実施する作業:
a) 高齢者ふれあいサロンの記事から、「ユニークな「きょういく基地」」から「催しを行っていく予定だそう。」までをそのまま書き写してください。
b) 高齢者ふれあいサロンの記事の続きを、最後の文の後から書いてください。

ページ抜粋:
++++

今年の7月、伏見の「高齢者ふれあいサロン」が、さまざまな世代が利用できる交流拠点としてリニューアルオープンしました。新しく愛称を「きょういく基地」と定めるなど、同施設の運営・企画には市民や学生が積極的に意見を出し、関わっています。

高齢者がイキイキと過ごせる居場所を

運営スタッフの皆さん。中央が三木俊和さん

まるで旅館の宴会場のような広い和室、窓から明るい光が差し込み、マッサージチェアも備えられたロビー。「高齢者ふれあいサロン」は、地域の高齢者が憩える公共施設として約4年前から開放されてきました。

しかし、充実した施設を持ちながらも利用者は減少傾向だったと、施設管理を担当する「伏見いきいき市民活動センター」の三木俊和さんは振り返ります。

のんびりできるだけではなく、もっと高齢者がイキイキと過ごせる場所が求められているのではないか―。そんな思いを持った、市民グループ「伏見をさかなにざっくばらん 街コミュニケーションチーム」と「龍谷大学政策学部 Ryu- SEI GAP Local Activitiesチーム」の2団体とともに、「高齢者ふれあいサロンを考える会」を発足させたのが昨夏のこと。

以来、約1年にわたってミーティングなどを重ね、リニューアルオープンが実現しました。

さまざまな会議も多世代交流の一つ

手作りのおむすびを食べながらみんなで交流。「好きな具は何?」。そんなことも会話の糸口に

ユニークな「きょういく基地」の愛称には、“今日行く(きょういく)所”の意味合いと、さまざまな世代が共に育み合う“教育の場”にもなるようにとの願いが込められているのだとか。

比較的、年代が高めの市民グループと大学生では、“基地”という言葉に対しても感覚が違ったようですが、「そんな意見のやりとり一つを取ってみても、私たちが一番大切にしたい多世代交流が自然にできていると喜んでいます」(三木さん)。

今後も話し合いを重ねながら、大学生との語り合いイベントなど、月1回は何らかの催しを行っていく予定だそう。

++++

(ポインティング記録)
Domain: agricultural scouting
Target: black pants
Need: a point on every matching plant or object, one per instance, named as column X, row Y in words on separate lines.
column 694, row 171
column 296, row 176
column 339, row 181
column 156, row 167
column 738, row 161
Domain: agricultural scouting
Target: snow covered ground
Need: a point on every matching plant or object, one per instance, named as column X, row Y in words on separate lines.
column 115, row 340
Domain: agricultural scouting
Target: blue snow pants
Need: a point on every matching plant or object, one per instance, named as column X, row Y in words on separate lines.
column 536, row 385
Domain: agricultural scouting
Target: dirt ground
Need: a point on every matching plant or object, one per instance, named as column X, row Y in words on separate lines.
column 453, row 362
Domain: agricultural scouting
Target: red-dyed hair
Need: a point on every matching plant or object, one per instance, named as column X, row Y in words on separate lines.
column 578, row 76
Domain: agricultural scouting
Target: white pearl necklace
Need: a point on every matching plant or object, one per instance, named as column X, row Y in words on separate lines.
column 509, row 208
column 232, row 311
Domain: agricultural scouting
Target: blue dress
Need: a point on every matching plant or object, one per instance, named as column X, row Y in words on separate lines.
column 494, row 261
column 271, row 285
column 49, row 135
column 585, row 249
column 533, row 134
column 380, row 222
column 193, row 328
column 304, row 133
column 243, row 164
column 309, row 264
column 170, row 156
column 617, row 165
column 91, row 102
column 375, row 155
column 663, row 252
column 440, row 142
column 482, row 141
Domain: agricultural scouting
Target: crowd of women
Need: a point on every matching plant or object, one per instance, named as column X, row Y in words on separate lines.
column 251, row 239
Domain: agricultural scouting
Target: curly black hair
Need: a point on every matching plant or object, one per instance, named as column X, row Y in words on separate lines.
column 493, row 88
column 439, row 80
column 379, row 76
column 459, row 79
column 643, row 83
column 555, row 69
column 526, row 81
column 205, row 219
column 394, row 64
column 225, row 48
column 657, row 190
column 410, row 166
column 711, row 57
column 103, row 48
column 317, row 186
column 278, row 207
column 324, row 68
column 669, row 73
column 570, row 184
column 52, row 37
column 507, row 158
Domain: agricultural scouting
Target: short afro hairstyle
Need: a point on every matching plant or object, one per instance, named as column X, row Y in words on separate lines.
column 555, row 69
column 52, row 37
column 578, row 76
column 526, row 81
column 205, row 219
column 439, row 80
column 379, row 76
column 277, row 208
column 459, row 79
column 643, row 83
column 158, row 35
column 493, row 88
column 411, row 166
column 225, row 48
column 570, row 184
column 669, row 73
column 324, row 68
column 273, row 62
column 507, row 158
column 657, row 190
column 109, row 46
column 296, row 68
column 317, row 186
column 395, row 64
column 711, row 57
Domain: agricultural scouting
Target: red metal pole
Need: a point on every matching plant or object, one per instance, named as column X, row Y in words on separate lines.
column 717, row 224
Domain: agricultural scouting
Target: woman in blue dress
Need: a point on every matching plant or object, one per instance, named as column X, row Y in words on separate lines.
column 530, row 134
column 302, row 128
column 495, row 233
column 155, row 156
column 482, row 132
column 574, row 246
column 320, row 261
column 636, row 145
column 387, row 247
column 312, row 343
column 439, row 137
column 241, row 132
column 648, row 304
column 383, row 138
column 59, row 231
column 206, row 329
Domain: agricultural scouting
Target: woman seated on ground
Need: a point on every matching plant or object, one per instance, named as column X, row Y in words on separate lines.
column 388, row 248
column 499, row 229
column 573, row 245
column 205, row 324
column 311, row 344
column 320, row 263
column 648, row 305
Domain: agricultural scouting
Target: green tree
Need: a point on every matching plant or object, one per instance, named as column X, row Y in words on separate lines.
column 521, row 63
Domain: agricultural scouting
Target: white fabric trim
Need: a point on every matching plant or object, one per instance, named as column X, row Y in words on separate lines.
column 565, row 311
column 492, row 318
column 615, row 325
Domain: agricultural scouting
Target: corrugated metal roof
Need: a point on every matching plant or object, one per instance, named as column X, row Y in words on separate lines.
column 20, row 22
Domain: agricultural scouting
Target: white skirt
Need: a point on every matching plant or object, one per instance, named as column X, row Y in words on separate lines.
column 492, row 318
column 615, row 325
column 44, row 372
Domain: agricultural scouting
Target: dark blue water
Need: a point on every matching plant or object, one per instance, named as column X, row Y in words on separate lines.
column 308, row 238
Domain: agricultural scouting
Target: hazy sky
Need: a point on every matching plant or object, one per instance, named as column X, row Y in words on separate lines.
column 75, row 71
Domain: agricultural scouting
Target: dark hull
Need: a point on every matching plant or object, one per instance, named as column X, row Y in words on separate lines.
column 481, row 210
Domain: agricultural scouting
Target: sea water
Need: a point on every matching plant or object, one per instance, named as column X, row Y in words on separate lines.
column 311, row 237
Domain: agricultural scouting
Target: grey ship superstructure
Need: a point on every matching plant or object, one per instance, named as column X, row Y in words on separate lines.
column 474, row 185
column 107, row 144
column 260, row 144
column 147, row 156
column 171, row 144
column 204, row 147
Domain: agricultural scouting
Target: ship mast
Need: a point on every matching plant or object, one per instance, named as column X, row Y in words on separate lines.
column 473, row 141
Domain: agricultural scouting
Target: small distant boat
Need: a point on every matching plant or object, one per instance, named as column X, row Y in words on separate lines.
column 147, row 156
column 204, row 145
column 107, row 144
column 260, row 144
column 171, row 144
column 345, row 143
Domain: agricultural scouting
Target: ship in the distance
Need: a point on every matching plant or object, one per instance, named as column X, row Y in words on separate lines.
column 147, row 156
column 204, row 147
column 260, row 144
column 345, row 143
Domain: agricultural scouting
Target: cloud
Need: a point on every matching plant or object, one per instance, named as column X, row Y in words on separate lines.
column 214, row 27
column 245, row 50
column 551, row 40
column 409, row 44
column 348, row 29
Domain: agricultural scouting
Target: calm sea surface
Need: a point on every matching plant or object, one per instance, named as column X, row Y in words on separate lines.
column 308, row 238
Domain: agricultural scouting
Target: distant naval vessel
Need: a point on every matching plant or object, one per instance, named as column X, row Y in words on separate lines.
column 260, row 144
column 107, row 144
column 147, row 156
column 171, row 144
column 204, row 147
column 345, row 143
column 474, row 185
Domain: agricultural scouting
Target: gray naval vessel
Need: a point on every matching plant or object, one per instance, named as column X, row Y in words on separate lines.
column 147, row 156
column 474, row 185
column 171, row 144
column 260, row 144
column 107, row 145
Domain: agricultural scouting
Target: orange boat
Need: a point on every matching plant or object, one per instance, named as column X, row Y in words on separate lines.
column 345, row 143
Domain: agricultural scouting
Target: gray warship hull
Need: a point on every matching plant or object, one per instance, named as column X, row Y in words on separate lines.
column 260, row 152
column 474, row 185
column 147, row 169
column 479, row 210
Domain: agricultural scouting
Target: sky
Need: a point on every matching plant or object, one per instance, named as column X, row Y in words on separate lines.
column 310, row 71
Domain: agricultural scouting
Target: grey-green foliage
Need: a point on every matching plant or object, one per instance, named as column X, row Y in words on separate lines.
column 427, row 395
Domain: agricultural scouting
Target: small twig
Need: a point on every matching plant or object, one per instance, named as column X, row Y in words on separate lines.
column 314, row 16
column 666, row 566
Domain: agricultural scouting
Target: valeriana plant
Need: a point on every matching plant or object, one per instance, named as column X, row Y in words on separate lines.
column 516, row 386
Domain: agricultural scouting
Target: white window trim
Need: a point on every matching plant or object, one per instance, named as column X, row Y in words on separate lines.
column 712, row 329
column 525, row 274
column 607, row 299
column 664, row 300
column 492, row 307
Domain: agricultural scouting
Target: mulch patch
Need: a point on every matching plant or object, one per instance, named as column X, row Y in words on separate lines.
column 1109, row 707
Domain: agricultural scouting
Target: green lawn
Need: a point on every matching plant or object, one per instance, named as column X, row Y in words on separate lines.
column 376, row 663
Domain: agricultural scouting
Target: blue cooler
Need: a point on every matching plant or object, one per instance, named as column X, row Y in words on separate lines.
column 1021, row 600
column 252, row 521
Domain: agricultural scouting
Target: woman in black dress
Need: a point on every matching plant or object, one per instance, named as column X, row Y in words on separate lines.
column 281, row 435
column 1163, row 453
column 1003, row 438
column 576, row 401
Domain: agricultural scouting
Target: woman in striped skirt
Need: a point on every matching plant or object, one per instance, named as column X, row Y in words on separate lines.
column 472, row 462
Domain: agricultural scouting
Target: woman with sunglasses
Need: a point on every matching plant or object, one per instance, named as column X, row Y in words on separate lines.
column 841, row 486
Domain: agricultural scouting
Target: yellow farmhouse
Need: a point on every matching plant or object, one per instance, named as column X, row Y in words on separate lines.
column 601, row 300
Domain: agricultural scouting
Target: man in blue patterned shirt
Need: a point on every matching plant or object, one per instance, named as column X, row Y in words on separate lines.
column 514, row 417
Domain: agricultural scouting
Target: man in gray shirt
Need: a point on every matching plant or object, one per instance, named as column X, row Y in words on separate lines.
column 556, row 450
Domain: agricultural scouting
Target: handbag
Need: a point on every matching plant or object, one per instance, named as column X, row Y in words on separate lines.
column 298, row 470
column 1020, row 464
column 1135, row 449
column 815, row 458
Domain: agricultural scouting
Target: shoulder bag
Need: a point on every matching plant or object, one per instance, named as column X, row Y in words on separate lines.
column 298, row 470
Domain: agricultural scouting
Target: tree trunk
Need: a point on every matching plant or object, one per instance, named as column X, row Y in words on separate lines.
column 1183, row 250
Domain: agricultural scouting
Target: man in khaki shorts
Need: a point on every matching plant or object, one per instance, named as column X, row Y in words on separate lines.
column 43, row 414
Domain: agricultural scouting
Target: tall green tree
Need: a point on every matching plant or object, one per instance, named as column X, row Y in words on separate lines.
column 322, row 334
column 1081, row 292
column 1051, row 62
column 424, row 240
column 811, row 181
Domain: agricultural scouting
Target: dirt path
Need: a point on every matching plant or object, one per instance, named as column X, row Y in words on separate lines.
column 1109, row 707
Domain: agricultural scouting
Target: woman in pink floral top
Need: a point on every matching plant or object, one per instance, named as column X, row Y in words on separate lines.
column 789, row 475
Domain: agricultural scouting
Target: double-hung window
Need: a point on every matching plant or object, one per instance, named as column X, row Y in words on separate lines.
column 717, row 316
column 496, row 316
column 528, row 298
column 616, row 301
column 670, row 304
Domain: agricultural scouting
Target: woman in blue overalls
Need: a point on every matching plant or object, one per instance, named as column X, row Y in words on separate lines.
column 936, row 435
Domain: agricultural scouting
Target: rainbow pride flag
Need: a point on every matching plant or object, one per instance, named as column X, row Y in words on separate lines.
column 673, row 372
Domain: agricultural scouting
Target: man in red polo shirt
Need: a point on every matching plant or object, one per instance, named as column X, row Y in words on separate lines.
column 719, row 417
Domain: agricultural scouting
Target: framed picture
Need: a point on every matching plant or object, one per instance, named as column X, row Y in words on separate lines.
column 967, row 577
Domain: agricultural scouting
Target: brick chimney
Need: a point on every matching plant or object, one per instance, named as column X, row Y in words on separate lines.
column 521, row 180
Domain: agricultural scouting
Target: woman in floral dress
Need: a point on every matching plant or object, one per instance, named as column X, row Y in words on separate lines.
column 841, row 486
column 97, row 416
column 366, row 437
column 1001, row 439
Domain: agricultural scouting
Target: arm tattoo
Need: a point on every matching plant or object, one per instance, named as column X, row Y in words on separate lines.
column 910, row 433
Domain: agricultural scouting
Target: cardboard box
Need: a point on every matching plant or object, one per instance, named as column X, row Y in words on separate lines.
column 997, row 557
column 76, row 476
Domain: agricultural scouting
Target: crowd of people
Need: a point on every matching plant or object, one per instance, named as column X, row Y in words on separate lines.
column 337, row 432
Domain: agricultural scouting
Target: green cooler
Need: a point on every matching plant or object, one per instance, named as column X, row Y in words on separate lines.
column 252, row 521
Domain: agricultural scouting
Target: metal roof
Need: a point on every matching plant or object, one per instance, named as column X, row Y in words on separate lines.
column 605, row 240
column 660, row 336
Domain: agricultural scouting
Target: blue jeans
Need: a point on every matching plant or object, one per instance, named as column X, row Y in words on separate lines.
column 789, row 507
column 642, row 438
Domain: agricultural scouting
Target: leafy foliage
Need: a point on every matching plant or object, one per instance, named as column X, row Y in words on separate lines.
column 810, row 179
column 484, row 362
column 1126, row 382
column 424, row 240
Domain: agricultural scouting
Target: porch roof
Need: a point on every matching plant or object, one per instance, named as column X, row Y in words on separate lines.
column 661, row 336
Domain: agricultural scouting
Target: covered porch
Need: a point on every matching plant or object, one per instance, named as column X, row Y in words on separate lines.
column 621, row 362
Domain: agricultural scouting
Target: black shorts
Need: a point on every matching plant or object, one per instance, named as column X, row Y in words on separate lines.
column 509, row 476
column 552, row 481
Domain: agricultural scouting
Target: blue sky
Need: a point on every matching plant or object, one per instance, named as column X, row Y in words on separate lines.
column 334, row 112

++++

課題の解答:
a)
ユニークな「きょういく基地」の愛称には、“今日行く(きょういく)所”の意味合いと、さまざまな世代が共に育み合う“教育の場”にもなるようにとの願いが込められているのだとか。

比較的、年代が高めの市民グループと大学生では、“基地”という言葉に対しても感覚が違ったようですが、「そんな意見のやりとり一つを取ってみても、私たちが一番大切にしたい多世代交流が自然にできていると喜んでいます」(三木さん)。

今後も話し合いを重ねながら、大学生との語り合いイベントなど、月1回は何らかの催しを行っていく予定だそう。

b)
また、「これまで好評だった、おばあちゃんと大学生がおむすびを握りながら交流するイベントの発展形として、手作りおむすびを大学で販売できないか、そんな計画も持ち上がっているんですよ」と三木さん。「おばあちゃんにとってはやりがいとなり、朝食を抜きがちな大学生の健康サポートにもつながるのでは」。異なる立場の人が多数関わるからこそ、新しい発想が生まれやすいのかもしれません。

「次はいつ?」、イベントを心待ちにする声も

大学生もステージに登場、会場から声援が飛びます

取材時は、「みんなで楽しく歌いましょう♪~夏のうたごえ喫茶」と題したイベントを開催中。この日は15人ほどの高齢者が訪れ、サポートスタッフの大学生も含めると参加者は20人以上。

ゲストのボランティア団体「京都ピアノと歌の音楽ひろば」の3人によるリードで、「夏の思い出」を「さん、はいっ」と全員で歌うところからスタート。数曲歌ううちに、会場からリクエストが次々と飛び出してくるように。高齢者の隣には大学生が座り、「この曲知ってる?」「あ、歌えます!」などとコミュニケーションを取るほほえましい姿も見られました。

約2時間があっという間だったようで、終演時にはもう次が待ち遠しいとの声も。こうした交流の積み重ねが、高齢者から求められているサービスの気付きにもなりそうですね。

同施設への問い合わせは、「伏見いきいき市民活動センター」=TEL:075(646)4274=へ。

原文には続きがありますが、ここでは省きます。